» Data to use:
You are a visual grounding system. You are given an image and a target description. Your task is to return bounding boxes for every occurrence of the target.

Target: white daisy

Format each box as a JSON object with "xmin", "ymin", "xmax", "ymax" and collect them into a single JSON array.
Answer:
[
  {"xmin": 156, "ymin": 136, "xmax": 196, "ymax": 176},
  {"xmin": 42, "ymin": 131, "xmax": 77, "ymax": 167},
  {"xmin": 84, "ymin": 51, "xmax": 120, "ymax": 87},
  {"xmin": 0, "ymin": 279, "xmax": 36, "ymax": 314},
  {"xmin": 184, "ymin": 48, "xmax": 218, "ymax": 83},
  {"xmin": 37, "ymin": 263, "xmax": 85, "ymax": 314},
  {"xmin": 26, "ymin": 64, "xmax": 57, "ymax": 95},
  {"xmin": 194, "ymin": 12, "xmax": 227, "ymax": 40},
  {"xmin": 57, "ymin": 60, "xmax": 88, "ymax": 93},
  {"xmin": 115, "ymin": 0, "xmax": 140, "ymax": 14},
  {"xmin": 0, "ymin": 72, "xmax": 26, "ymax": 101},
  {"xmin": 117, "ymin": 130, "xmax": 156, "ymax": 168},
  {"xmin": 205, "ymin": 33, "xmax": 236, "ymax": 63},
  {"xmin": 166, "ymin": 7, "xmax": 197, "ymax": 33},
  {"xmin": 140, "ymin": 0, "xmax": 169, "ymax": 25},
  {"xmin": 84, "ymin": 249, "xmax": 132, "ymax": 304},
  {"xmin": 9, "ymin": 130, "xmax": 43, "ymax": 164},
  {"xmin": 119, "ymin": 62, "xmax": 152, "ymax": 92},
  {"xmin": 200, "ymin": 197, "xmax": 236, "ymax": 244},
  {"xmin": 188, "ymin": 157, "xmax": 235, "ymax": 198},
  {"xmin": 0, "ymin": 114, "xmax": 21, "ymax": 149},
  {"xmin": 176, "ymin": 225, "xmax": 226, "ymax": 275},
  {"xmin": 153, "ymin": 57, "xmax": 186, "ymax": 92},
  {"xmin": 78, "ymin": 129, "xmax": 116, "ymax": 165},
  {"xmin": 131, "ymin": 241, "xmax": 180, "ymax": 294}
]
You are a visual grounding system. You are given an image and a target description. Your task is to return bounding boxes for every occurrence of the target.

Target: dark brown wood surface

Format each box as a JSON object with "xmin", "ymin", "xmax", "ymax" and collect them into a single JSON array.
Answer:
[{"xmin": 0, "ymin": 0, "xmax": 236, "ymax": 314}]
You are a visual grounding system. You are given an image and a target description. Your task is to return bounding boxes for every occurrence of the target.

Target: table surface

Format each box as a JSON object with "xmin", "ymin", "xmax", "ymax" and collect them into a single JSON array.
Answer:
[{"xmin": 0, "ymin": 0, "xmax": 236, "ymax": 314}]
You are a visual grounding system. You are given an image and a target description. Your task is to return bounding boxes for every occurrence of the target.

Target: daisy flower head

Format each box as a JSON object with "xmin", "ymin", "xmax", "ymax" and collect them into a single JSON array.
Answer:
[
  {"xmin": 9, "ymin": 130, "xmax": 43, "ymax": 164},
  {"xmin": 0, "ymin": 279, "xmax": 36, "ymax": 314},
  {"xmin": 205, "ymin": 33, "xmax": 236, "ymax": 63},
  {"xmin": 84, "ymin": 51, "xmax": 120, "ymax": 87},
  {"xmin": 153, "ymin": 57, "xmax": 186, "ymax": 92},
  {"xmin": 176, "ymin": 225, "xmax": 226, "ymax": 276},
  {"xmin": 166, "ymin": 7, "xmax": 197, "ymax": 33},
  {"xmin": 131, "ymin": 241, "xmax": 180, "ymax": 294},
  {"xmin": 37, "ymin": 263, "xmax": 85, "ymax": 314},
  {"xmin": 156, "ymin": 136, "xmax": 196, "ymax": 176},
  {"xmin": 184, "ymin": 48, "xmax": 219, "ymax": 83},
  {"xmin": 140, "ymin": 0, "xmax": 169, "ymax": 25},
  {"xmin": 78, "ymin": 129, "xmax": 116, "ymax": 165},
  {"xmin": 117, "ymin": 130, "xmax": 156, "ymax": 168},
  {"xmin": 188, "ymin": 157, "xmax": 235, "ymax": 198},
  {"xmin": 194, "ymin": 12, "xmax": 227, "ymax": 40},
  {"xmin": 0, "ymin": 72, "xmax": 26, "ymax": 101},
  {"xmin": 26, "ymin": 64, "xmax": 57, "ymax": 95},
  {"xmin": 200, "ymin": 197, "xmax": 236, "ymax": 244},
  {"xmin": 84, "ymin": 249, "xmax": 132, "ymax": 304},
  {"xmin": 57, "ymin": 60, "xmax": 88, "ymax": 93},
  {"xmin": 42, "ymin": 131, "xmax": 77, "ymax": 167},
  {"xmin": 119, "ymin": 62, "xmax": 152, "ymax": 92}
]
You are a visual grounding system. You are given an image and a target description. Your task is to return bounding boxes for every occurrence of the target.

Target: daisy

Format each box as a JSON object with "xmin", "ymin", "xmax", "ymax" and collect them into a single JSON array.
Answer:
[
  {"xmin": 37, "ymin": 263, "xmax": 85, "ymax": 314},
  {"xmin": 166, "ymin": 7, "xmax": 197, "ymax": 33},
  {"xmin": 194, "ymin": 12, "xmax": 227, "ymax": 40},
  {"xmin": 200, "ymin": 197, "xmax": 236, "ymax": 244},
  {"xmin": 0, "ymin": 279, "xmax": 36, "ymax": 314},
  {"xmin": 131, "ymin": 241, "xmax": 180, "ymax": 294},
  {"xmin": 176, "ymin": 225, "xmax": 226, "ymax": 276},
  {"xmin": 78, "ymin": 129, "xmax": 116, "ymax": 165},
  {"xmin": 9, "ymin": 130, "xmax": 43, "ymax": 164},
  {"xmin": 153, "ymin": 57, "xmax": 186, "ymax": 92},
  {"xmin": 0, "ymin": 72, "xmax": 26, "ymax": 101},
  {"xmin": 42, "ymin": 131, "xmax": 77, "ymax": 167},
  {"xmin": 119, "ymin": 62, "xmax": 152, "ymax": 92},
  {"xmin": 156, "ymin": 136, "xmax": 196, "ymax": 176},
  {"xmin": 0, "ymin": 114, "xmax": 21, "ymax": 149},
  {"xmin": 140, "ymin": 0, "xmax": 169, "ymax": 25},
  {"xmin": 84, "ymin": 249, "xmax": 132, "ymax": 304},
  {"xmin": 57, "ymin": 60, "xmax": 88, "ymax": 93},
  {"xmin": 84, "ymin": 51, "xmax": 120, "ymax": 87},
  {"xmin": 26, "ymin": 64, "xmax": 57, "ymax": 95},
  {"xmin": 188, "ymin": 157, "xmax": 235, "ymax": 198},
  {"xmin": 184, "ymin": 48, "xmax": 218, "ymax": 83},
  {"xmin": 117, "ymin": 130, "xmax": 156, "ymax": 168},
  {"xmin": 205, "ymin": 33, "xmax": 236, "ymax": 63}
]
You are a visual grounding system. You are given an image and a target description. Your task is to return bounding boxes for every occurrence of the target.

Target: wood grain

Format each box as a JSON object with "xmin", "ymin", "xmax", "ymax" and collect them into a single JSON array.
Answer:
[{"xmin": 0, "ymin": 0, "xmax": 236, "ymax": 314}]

» Request:
Each entry above is to be printed again exactly.

» Response to the task:
You are a visual grounding system. You are given an image and a target description. Your task is to return bounding boxes for every occurrence of the target.

Target: white daisy

Format each box as a JSON object with "xmin", "ymin", "xmax", "ymax" and collect them into a single JSON array.
Answer:
[
  {"xmin": 156, "ymin": 136, "xmax": 196, "ymax": 176},
  {"xmin": 42, "ymin": 131, "xmax": 77, "ymax": 167},
  {"xmin": 84, "ymin": 51, "xmax": 120, "ymax": 87},
  {"xmin": 0, "ymin": 279, "xmax": 36, "ymax": 314},
  {"xmin": 184, "ymin": 48, "xmax": 218, "ymax": 83},
  {"xmin": 37, "ymin": 263, "xmax": 85, "ymax": 314},
  {"xmin": 26, "ymin": 64, "xmax": 57, "ymax": 95},
  {"xmin": 194, "ymin": 12, "xmax": 227, "ymax": 40},
  {"xmin": 57, "ymin": 60, "xmax": 88, "ymax": 93},
  {"xmin": 115, "ymin": 0, "xmax": 140, "ymax": 14},
  {"xmin": 0, "ymin": 72, "xmax": 26, "ymax": 101},
  {"xmin": 117, "ymin": 130, "xmax": 156, "ymax": 168},
  {"xmin": 205, "ymin": 33, "xmax": 236, "ymax": 63},
  {"xmin": 166, "ymin": 7, "xmax": 197, "ymax": 33},
  {"xmin": 140, "ymin": 0, "xmax": 169, "ymax": 25},
  {"xmin": 84, "ymin": 249, "xmax": 132, "ymax": 304},
  {"xmin": 9, "ymin": 130, "xmax": 43, "ymax": 164},
  {"xmin": 119, "ymin": 62, "xmax": 152, "ymax": 92},
  {"xmin": 200, "ymin": 197, "xmax": 236, "ymax": 244},
  {"xmin": 188, "ymin": 157, "xmax": 235, "ymax": 198},
  {"xmin": 0, "ymin": 114, "xmax": 21, "ymax": 149},
  {"xmin": 176, "ymin": 225, "xmax": 226, "ymax": 275},
  {"xmin": 153, "ymin": 57, "xmax": 186, "ymax": 92},
  {"xmin": 78, "ymin": 129, "xmax": 116, "ymax": 165},
  {"xmin": 131, "ymin": 241, "xmax": 180, "ymax": 294}
]
You are a visual grounding system. You are given an image and a target description. Your task is to return bounding boxes for every occurrence of the target.

Target: dark brown wood surface

Format each box as a JSON object with "xmin", "ymin", "xmax", "ymax" and collect them into a single JSON array.
Answer:
[{"xmin": 0, "ymin": 0, "xmax": 236, "ymax": 314}]
You are a visual grounding system. You are given an image and a target description. Your task is to return bounding boxes for every occurrence of the target.

Target: table surface

Format each box as a JSON object with "xmin", "ymin", "xmax", "ymax" and collect them into a single JSON array.
Answer:
[{"xmin": 0, "ymin": 0, "xmax": 236, "ymax": 314}]
You are a visual grounding system. You are given an image and a target description. Your task is to return bounding boxes for every occurrence of the target.

Target: daisy flower head

Format each box as a JSON object with "xmin", "ymin", "xmax", "ymax" and collect them into a single JSON array.
Answer:
[
  {"xmin": 9, "ymin": 130, "xmax": 43, "ymax": 164},
  {"xmin": 0, "ymin": 279, "xmax": 36, "ymax": 314},
  {"xmin": 205, "ymin": 33, "xmax": 236, "ymax": 63},
  {"xmin": 84, "ymin": 51, "xmax": 120, "ymax": 87},
  {"xmin": 153, "ymin": 57, "xmax": 186, "ymax": 92},
  {"xmin": 176, "ymin": 225, "xmax": 226, "ymax": 276},
  {"xmin": 166, "ymin": 7, "xmax": 197, "ymax": 33},
  {"xmin": 131, "ymin": 241, "xmax": 180, "ymax": 294},
  {"xmin": 37, "ymin": 263, "xmax": 85, "ymax": 314},
  {"xmin": 156, "ymin": 136, "xmax": 196, "ymax": 176},
  {"xmin": 184, "ymin": 48, "xmax": 219, "ymax": 83},
  {"xmin": 140, "ymin": 0, "xmax": 169, "ymax": 25},
  {"xmin": 78, "ymin": 129, "xmax": 116, "ymax": 165},
  {"xmin": 117, "ymin": 130, "xmax": 156, "ymax": 168},
  {"xmin": 188, "ymin": 157, "xmax": 235, "ymax": 198},
  {"xmin": 194, "ymin": 12, "xmax": 227, "ymax": 40},
  {"xmin": 0, "ymin": 72, "xmax": 26, "ymax": 101},
  {"xmin": 26, "ymin": 64, "xmax": 57, "ymax": 95},
  {"xmin": 200, "ymin": 197, "xmax": 236, "ymax": 244},
  {"xmin": 84, "ymin": 249, "xmax": 132, "ymax": 304},
  {"xmin": 57, "ymin": 60, "xmax": 88, "ymax": 93},
  {"xmin": 42, "ymin": 131, "xmax": 77, "ymax": 167},
  {"xmin": 119, "ymin": 62, "xmax": 152, "ymax": 92}
]
You are a visual grounding system. You are given an image and a target description. Your task is to return bounding boxes for every occurrence of the target.

Target: daisy

Format each box as a JSON object with "xmin", "ymin", "xmax", "ymax" and collect them into a single JSON array.
Answer:
[
  {"xmin": 37, "ymin": 263, "xmax": 85, "ymax": 314},
  {"xmin": 166, "ymin": 7, "xmax": 197, "ymax": 33},
  {"xmin": 194, "ymin": 12, "xmax": 227, "ymax": 40},
  {"xmin": 200, "ymin": 197, "xmax": 236, "ymax": 244},
  {"xmin": 0, "ymin": 279, "xmax": 36, "ymax": 314},
  {"xmin": 131, "ymin": 241, "xmax": 180, "ymax": 294},
  {"xmin": 176, "ymin": 225, "xmax": 226, "ymax": 276},
  {"xmin": 78, "ymin": 129, "xmax": 116, "ymax": 165},
  {"xmin": 9, "ymin": 130, "xmax": 43, "ymax": 164},
  {"xmin": 153, "ymin": 57, "xmax": 186, "ymax": 92},
  {"xmin": 0, "ymin": 72, "xmax": 26, "ymax": 101},
  {"xmin": 42, "ymin": 131, "xmax": 77, "ymax": 167},
  {"xmin": 119, "ymin": 62, "xmax": 152, "ymax": 92},
  {"xmin": 156, "ymin": 136, "xmax": 196, "ymax": 176},
  {"xmin": 0, "ymin": 114, "xmax": 21, "ymax": 149},
  {"xmin": 140, "ymin": 0, "xmax": 169, "ymax": 25},
  {"xmin": 84, "ymin": 249, "xmax": 132, "ymax": 304},
  {"xmin": 57, "ymin": 60, "xmax": 88, "ymax": 93},
  {"xmin": 84, "ymin": 51, "xmax": 120, "ymax": 87},
  {"xmin": 26, "ymin": 64, "xmax": 57, "ymax": 95},
  {"xmin": 188, "ymin": 157, "xmax": 235, "ymax": 198},
  {"xmin": 184, "ymin": 48, "xmax": 218, "ymax": 83},
  {"xmin": 117, "ymin": 130, "xmax": 156, "ymax": 168},
  {"xmin": 205, "ymin": 33, "xmax": 236, "ymax": 63}
]
You are a visual grounding system. You are given an image and a target description. Your task is to return bounding boxes for every occurrence of the target.

Target: wood grain

Format each box as a JSON object with "xmin", "ymin", "xmax", "ymax" and collect them into a single JSON array.
Answer:
[{"xmin": 0, "ymin": 0, "xmax": 236, "ymax": 314}]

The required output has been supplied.